*Activity:* Set down every entry again, exactly as it appears.

──────── Material provided

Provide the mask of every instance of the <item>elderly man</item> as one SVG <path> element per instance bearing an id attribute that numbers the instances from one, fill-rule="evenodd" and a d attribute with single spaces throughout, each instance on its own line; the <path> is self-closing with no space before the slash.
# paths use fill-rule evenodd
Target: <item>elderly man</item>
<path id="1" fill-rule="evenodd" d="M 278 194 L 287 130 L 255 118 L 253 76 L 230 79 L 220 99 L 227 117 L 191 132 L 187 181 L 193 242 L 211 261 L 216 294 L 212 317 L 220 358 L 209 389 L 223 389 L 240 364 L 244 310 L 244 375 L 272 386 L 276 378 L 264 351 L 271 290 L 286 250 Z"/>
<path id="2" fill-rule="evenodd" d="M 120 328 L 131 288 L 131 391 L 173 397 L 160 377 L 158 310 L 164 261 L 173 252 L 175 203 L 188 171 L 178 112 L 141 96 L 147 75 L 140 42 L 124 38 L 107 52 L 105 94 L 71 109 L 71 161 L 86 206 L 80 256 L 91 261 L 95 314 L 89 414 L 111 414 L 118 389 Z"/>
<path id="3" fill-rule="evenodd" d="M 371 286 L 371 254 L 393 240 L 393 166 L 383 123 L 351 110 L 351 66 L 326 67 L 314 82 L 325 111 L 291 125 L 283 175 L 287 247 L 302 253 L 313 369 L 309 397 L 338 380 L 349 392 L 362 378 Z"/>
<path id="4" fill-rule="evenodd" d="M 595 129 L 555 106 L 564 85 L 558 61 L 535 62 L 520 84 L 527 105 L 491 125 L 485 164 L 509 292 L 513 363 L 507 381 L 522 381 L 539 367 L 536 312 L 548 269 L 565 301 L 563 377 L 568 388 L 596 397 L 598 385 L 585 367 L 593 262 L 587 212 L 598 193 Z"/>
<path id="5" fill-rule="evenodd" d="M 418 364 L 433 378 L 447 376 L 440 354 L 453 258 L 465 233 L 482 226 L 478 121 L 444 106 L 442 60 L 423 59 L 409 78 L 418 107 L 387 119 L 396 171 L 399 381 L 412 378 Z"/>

────────────────

*Solution for this exercise:*
Provide the mask of every instance of the <item>elderly man</item> as one SVG <path> element per instance bearing an id attribute that numbers the instances from one, fill-rule="evenodd" and a d attribute with single spaces throughout, each instance on its own line; the <path> is self-closing with no space before the slash.
# paths use fill-rule evenodd
Target: <item>elderly man</item>
<path id="1" fill-rule="evenodd" d="M 278 194 L 287 130 L 255 118 L 253 76 L 230 79 L 220 99 L 227 117 L 191 132 L 187 181 L 193 242 L 211 261 L 216 294 L 212 317 L 220 358 L 209 389 L 223 389 L 240 364 L 244 310 L 244 375 L 272 386 L 276 378 L 264 351 L 271 290 L 286 250 Z"/>
<path id="2" fill-rule="evenodd" d="M 120 328 L 131 288 L 131 391 L 173 397 L 160 377 L 158 310 L 164 261 L 173 252 L 175 203 L 188 171 L 178 112 L 141 96 L 147 75 L 140 42 L 124 38 L 107 52 L 105 94 L 71 109 L 71 161 L 86 206 L 80 256 L 91 261 L 95 314 L 89 414 L 111 414 L 118 389 Z"/>
<path id="3" fill-rule="evenodd" d="M 371 286 L 371 254 L 393 240 L 393 166 L 383 123 L 351 110 L 351 66 L 326 67 L 314 82 L 325 111 L 291 125 L 283 175 L 287 247 L 302 253 L 313 369 L 309 397 L 338 380 L 349 392 L 362 378 Z"/>
<path id="4" fill-rule="evenodd" d="M 595 129 L 555 106 L 564 85 L 558 61 L 535 62 L 520 84 L 527 105 L 491 125 L 485 164 L 509 292 L 513 363 L 507 381 L 522 381 L 539 367 L 536 312 L 548 269 L 565 301 L 563 377 L 568 388 L 596 397 L 598 385 L 585 367 L 593 262 L 587 212 L 598 193 Z"/>
<path id="5" fill-rule="evenodd" d="M 418 364 L 433 378 L 447 376 L 440 354 L 453 258 L 465 233 L 482 226 L 478 121 L 444 106 L 442 60 L 423 59 L 409 78 L 418 107 L 387 119 L 396 171 L 399 381 L 412 378 Z"/>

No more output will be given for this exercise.